* **YOUR GOAL**
Repeat the whole of the data, keeping every detail the same.

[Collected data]
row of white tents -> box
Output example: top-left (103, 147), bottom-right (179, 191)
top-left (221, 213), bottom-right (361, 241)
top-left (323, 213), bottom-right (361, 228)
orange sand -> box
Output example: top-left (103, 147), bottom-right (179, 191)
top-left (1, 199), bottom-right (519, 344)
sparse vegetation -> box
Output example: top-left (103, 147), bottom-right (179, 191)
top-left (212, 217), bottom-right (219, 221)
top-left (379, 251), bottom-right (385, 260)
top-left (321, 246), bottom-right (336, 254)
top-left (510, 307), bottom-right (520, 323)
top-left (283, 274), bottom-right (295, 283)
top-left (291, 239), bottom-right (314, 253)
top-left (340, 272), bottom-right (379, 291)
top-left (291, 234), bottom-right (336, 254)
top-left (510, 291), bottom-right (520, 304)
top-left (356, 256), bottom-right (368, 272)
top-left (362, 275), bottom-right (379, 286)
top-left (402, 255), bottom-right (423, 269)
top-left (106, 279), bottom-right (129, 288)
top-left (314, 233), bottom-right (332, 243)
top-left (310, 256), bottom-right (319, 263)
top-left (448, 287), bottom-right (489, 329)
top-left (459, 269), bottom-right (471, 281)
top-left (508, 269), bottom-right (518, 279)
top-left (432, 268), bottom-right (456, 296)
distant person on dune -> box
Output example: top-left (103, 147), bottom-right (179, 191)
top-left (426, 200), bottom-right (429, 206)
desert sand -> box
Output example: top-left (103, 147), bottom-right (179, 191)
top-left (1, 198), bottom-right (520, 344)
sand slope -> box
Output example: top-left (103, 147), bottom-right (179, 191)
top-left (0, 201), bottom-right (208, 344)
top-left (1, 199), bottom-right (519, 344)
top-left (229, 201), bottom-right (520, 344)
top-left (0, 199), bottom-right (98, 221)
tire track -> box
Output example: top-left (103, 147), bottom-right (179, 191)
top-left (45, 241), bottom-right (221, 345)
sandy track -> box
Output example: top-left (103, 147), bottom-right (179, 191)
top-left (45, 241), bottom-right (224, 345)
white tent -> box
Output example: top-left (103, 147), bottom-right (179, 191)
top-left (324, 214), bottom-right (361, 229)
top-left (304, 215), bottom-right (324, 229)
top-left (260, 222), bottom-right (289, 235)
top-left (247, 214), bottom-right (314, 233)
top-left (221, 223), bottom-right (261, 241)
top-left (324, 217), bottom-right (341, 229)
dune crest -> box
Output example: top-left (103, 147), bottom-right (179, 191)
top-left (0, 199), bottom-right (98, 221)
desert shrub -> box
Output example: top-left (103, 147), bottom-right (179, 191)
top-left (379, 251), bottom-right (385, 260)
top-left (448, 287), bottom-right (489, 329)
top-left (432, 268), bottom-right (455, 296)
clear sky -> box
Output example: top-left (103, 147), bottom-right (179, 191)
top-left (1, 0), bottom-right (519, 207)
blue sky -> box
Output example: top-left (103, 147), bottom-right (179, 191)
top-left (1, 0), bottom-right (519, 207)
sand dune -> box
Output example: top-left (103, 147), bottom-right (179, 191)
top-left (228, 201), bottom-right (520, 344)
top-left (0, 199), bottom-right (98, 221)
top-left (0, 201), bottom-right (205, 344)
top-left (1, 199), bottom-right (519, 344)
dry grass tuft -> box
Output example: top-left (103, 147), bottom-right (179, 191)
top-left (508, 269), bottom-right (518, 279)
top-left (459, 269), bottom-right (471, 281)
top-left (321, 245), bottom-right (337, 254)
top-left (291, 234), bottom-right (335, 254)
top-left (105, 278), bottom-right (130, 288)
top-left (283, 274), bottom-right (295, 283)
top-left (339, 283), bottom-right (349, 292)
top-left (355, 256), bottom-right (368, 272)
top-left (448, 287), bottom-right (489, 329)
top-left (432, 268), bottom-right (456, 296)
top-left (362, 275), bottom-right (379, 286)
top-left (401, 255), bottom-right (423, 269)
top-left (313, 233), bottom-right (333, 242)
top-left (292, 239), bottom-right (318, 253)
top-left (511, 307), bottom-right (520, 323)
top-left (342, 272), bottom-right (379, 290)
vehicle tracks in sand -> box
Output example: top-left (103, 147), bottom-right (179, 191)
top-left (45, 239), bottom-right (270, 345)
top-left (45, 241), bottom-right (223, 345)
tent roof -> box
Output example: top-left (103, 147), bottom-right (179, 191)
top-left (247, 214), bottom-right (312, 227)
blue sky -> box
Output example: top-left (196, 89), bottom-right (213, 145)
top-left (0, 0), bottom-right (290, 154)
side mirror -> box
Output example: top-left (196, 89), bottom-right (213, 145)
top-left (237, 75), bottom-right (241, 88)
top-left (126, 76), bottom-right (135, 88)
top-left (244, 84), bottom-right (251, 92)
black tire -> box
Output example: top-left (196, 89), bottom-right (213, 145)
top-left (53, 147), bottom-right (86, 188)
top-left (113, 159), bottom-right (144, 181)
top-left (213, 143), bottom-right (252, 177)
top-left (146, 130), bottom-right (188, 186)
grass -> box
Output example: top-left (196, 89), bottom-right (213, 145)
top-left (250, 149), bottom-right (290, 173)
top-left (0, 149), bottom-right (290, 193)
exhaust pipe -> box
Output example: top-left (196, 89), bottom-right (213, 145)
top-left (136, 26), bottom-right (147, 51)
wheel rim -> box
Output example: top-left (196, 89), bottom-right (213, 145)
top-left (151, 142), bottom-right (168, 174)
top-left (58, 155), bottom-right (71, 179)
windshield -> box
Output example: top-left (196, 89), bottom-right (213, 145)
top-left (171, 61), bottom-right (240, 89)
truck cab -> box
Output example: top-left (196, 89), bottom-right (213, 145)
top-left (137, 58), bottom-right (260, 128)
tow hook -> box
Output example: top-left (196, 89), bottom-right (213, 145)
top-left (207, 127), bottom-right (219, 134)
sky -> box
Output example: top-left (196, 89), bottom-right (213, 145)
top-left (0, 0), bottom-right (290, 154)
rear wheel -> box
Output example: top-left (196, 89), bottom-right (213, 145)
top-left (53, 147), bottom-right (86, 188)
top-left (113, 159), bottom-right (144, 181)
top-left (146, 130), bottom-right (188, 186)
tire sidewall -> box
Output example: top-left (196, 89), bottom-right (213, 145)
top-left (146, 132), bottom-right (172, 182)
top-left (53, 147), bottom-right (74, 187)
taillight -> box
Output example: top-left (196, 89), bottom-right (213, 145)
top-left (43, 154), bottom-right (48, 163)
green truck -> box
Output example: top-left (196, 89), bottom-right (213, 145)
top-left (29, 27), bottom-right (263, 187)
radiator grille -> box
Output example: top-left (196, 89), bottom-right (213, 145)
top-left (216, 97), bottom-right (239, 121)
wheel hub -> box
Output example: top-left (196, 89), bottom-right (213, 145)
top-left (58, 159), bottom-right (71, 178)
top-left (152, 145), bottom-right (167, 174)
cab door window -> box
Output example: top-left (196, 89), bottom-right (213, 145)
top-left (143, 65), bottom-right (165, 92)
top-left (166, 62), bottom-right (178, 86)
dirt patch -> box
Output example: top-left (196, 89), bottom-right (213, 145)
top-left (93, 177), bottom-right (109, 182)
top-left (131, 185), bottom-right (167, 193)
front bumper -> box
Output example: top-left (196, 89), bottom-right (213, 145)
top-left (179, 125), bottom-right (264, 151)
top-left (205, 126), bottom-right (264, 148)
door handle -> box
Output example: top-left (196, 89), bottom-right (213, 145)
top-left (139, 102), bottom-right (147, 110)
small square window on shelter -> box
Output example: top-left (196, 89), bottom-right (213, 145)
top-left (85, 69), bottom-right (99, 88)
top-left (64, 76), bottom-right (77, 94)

* **PROBLEM SOLUTION**
row of white tents -> box
Output example: top-left (103, 147), bottom-right (179, 191)
top-left (221, 213), bottom-right (361, 241)
top-left (323, 213), bottom-right (361, 228)
orange sand -> box
Output example: top-left (103, 147), bottom-right (179, 191)
top-left (1, 199), bottom-right (519, 344)
sparse vegetation -> box
Output example: top-left (103, 147), bottom-right (179, 191)
top-left (212, 217), bottom-right (219, 221)
top-left (379, 251), bottom-right (385, 260)
top-left (321, 246), bottom-right (336, 254)
top-left (510, 307), bottom-right (520, 323)
top-left (283, 274), bottom-right (295, 283)
top-left (291, 239), bottom-right (314, 253)
top-left (340, 272), bottom-right (379, 291)
top-left (291, 234), bottom-right (336, 254)
top-left (510, 291), bottom-right (520, 304)
top-left (356, 256), bottom-right (368, 272)
top-left (362, 275), bottom-right (379, 286)
top-left (402, 255), bottom-right (423, 269)
top-left (106, 279), bottom-right (129, 288)
top-left (314, 233), bottom-right (332, 243)
top-left (310, 256), bottom-right (319, 263)
top-left (448, 287), bottom-right (489, 329)
top-left (459, 269), bottom-right (471, 281)
top-left (508, 269), bottom-right (518, 279)
top-left (432, 268), bottom-right (456, 296)
distant person on dune -> box
Output example: top-left (103, 147), bottom-right (179, 191)
top-left (426, 200), bottom-right (429, 206)
desert sand -> box
Output example: top-left (103, 147), bottom-right (179, 191)
top-left (1, 198), bottom-right (520, 344)
sand slope -> box
Output example: top-left (103, 147), bottom-right (179, 191)
top-left (0, 201), bottom-right (208, 344)
top-left (1, 199), bottom-right (519, 344)
top-left (229, 201), bottom-right (520, 344)
top-left (0, 199), bottom-right (98, 221)
tire track -> box
Output example: top-left (103, 147), bottom-right (179, 191)
top-left (45, 241), bottom-right (221, 345)
sandy track -> box
Output example: top-left (103, 147), bottom-right (179, 191)
top-left (45, 241), bottom-right (224, 345)
white tent -> box
Output example: top-left (103, 147), bottom-right (179, 191)
top-left (324, 214), bottom-right (361, 229)
top-left (304, 215), bottom-right (324, 229)
top-left (260, 222), bottom-right (289, 235)
top-left (247, 214), bottom-right (314, 233)
top-left (221, 223), bottom-right (261, 241)
top-left (324, 217), bottom-right (341, 229)
dune crest -> box
Output example: top-left (103, 147), bottom-right (179, 191)
top-left (0, 199), bottom-right (98, 221)
desert shrub -> box
Output example: top-left (103, 147), bottom-right (179, 191)
top-left (379, 251), bottom-right (385, 260)
top-left (448, 287), bottom-right (489, 329)
top-left (432, 268), bottom-right (455, 296)
clear sky -> box
Output example: top-left (103, 147), bottom-right (179, 191)
top-left (1, 0), bottom-right (519, 207)
blue sky -> box
Output example: top-left (103, 147), bottom-right (179, 191)
top-left (1, 0), bottom-right (519, 207)
sand dune -> box
Output example: top-left (103, 147), bottom-right (179, 191)
top-left (228, 201), bottom-right (520, 344)
top-left (0, 199), bottom-right (98, 221)
top-left (0, 201), bottom-right (205, 344)
top-left (1, 199), bottom-right (519, 344)
dry grass tuft -> box
Output example: top-left (103, 147), bottom-right (179, 191)
top-left (508, 269), bottom-right (518, 279)
top-left (459, 269), bottom-right (471, 281)
top-left (321, 245), bottom-right (337, 254)
top-left (291, 234), bottom-right (335, 254)
top-left (105, 278), bottom-right (130, 288)
top-left (283, 274), bottom-right (295, 283)
top-left (339, 283), bottom-right (349, 292)
top-left (355, 256), bottom-right (368, 272)
top-left (448, 287), bottom-right (489, 329)
top-left (432, 268), bottom-right (456, 296)
top-left (362, 275), bottom-right (379, 286)
top-left (401, 255), bottom-right (423, 269)
top-left (313, 233), bottom-right (333, 242)
top-left (292, 239), bottom-right (318, 253)
top-left (511, 307), bottom-right (520, 323)
top-left (342, 272), bottom-right (379, 290)
vehicle tracks in sand -> box
Output example: top-left (103, 147), bottom-right (179, 191)
top-left (45, 239), bottom-right (270, 345)
top-left (45, 241), bottom-right (223, 345)
tent roof -> box
Output example: top-left (103, 147), bottom-right (179, 191)
top-left (247, 214), bottom-right (312, 227)
blue sky -> box
Output example: top-left (196, 89), bottom-right (213, 145)
top-left (0, 0), bottom-right (290, 154)
side mirror -> box
Output example: top-left (196, 89), bottom-right (213, 145)
top-left (237, 75), bottom-right (241, 88)
top-left (126, 76), bottom-right (135, 88)
top-left (244, 84), bottom-right (251, 92)
black tire -> box
Output example: top-left (196, 89), bottom-right (213, 145)
top-left (53, 147), bottom-right (86, 188)
top-left (113, 159), bottom-right (144, 181)
top-left (213, 143), bottom-right (252, 177)
top-left (146, 130), bottom-right (188, 186)
grass -> box
Output example: top-left (196, 89), bottom-right (213, 145)
top-left (250, 149), bottom-right (290, 173)
top-left (0, 149), bottom-right (290, 193)
exhaust pipe -> box
Output example: top-left (196, 89), bottom-right (213, 145)
top-left (136, 26), bottom-right (147, 51)
wheel rim -> box
Output example: top-left (196, 89), bottom-right (213, 145)
top-left (151, 142), bottom-right (168, 174)
top-left (58, 155), bottom-right (71, 179)
windshield -> box
Output example: top-left (196, 89), bottom-right (213, 145)
top-left (171, 61), bottom-right (240, 89)
truck cab -> box
Output example: top-left (196, 89), bottom-right (213, 145)
top-left (137, 58), bottom-right (260, 128)
tow hook -> box
Output example: top-left (196, 89), bottom-right (213, 145)
top-left (207, 127), bottom-right (219, 134)
sky -> box
Output example: top-left (196, 89), bottom-right (213, 145)
top-left (0, 0), bottom-right (290, 154)
rear wheel -> box
Output example: top-left (196, 89), bottom-right (213, 145)
top-left (53, 147), bottom-right (86, 188)
top-left (113, 159), bottom-right (144, 181)
top-left (146, 130), bottom-right (188, 186)
tire sidewall -> box
Output example: top-left (196, 89), bottom-right (213, 145)
top-left (146, 132), bottom-right (172, 182)
top-left (53, 147), bottom-right (74, 187)
taillight -> box
Output example: top-left (196, 89), bottom-right (213, 145)
top-left (43, 154), bottom-right (48, 163)
green truck -> box
Output example: top-left (196, 89), bottom-right (213, 145)
top-left (29, 27), bottom-right (263, 187)
radiator grille -> box
Output example: top-left (196, 89), bottom-right (213, 145)
top-left (216, 97), bottom-right (239, 121)
wheel hub -> box
Output example: top-left (196, 89), bottom-right (213, 145)
top-left (58, 159), bottom-right (71, 178)
top-left (152, 145), bottom-right (167, 174)
cab door window -> box
Output example: top-left (196, 89), bottom-right (213, 145)
top-left (143, 65), bottom-right (165, 92)
top-left (166, 62), bottom-right (178, 86)
dirt patch -> box
Output example: top-left (196, 89), bottom-right (213, 145)
top-left (93, 177), bottom-right (109, 182)
top-left (131, 185), bottom-right (167, 193)
front bumper -> box
Output example: top-left (196, 89), bottom-right (213, 145)
top-left (179, 125), bottom-right (264, 151)
top-left (205, 126), bottom-right (264, 148)
door handle -> box
Output example: top-left (196, 89), bottom-right (213, 145)
top-left (139, 102), bottom-right (147, 110)
small square window on shelter -> box
Output example: top-left (196, 89), bottom-right (213, 145)
top-left (85, 69), bottom-right (99, 88)
top-left (64, 76), bottom-right (77, 94)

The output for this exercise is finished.